* **DATASET EXCERPTS**

☆ ☆ ☆ ☆ ☆

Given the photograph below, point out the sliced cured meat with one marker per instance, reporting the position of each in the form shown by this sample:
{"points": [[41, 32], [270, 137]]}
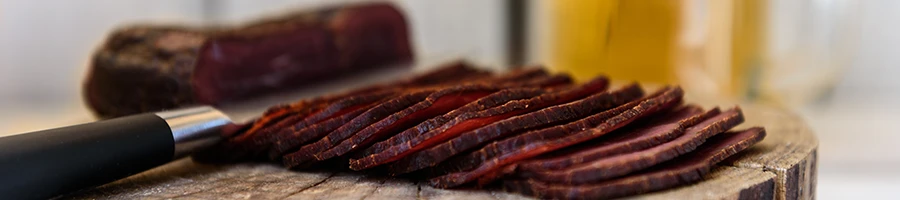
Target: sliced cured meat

☆ ☆ ☆ ☆ ☆

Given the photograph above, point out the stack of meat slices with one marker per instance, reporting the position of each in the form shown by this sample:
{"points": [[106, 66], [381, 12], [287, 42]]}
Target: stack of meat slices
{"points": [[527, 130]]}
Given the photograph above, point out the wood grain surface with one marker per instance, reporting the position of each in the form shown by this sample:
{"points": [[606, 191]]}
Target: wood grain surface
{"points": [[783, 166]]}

☆ ☆ ☆ ☆ ☆

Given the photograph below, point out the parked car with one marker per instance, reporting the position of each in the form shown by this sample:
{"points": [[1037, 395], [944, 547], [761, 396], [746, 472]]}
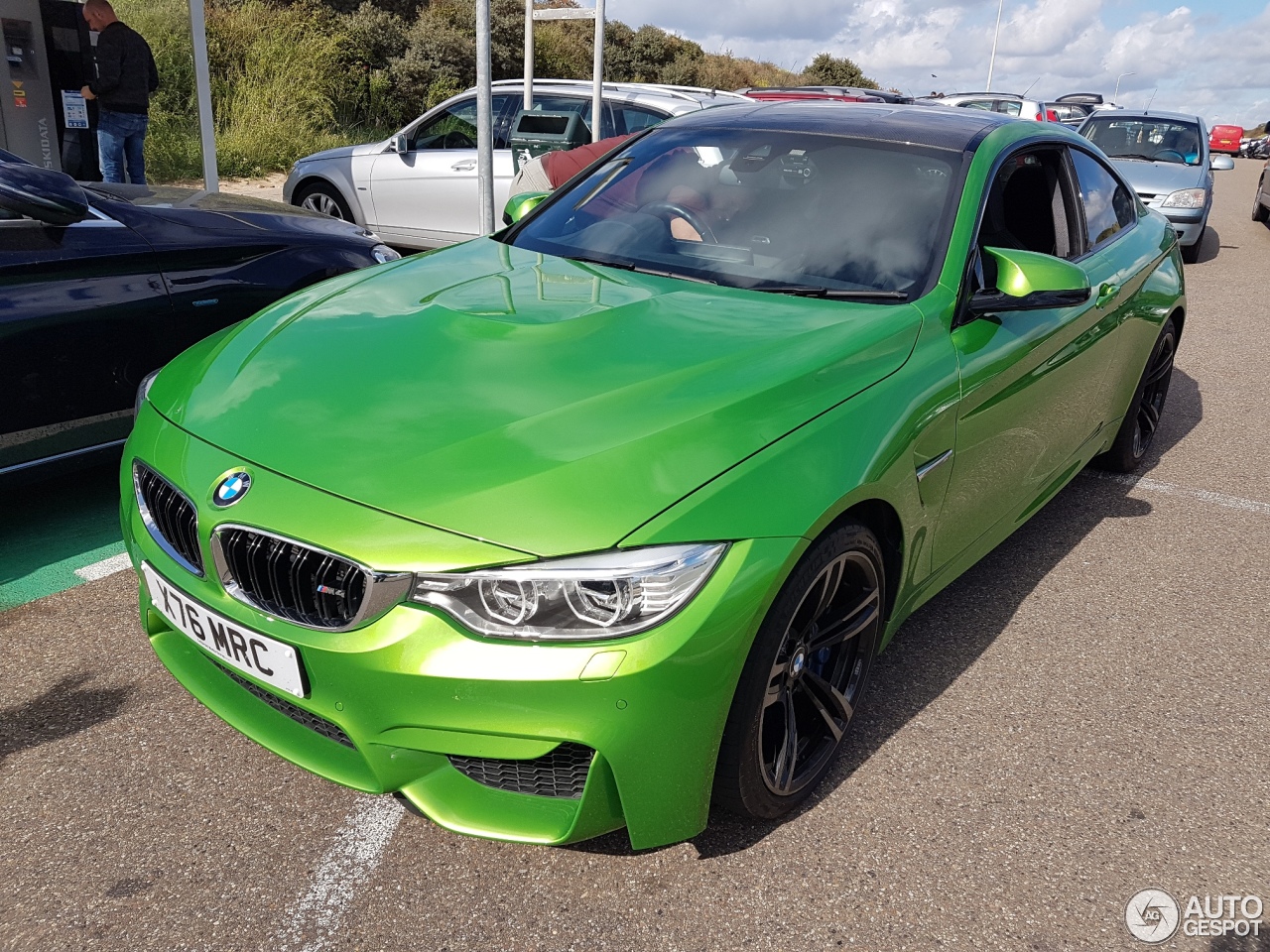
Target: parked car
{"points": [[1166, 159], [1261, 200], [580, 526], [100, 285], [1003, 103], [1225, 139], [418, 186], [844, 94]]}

☆ ☆ ☆ ☆ ☆

* **TASK**
Rewrite the lines from the one containing "Given the photograph below, point out the sliced" to the one containing "Target: sliced cured meat", both included, as a JSON list of strings with one string per line and blank lines omitted. Leave the pictures out.

* **RESPONSE**
[
  "Given the photograph below, point out the sliced cured meat with one marker per instance, reporting the position of each in the form shown by this sample:",
  "{\"points\": [[41, 32], [270, 137]]}",
  "Target: sliced cured meat"
]